Select every line below that contains the exact string "exactly", and copy each one.

[Position annotation lines]

· · · · ·

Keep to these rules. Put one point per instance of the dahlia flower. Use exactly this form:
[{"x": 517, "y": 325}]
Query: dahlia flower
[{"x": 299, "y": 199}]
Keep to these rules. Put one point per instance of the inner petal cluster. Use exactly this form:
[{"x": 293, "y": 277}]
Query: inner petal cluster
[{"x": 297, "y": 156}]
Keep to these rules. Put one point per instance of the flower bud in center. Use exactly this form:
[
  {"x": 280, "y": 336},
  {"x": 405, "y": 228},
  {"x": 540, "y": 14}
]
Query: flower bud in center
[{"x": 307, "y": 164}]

· · · · ·

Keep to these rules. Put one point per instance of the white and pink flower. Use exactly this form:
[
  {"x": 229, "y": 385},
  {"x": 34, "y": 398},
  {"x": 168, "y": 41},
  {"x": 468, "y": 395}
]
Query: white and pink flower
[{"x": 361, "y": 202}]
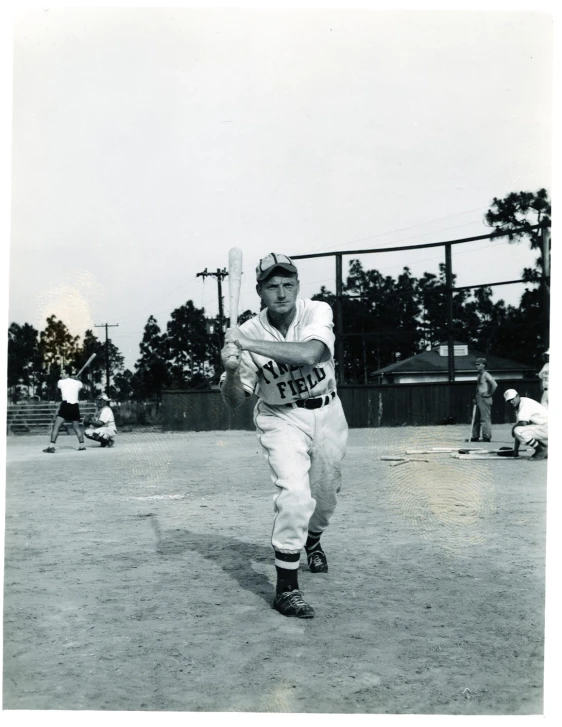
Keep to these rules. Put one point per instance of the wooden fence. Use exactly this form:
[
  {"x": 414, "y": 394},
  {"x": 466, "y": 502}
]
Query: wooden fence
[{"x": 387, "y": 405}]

· · · · ·

> The response
Keep to these rules. Put one point per instance of the dahlia flower. Use exactly this form:
Keep to these rules. Put one point per instance of the inner petal cluster. Use exactly this form:
Keep to these rules. Put one point per instance of the flower bud in center. Use exactly this form:
Keep to these rules. Put one point per instance of the white and pink flower. Use exactly this form:
Keep to these rules. Put one point per instance of the wooden fence. Use exactly this form:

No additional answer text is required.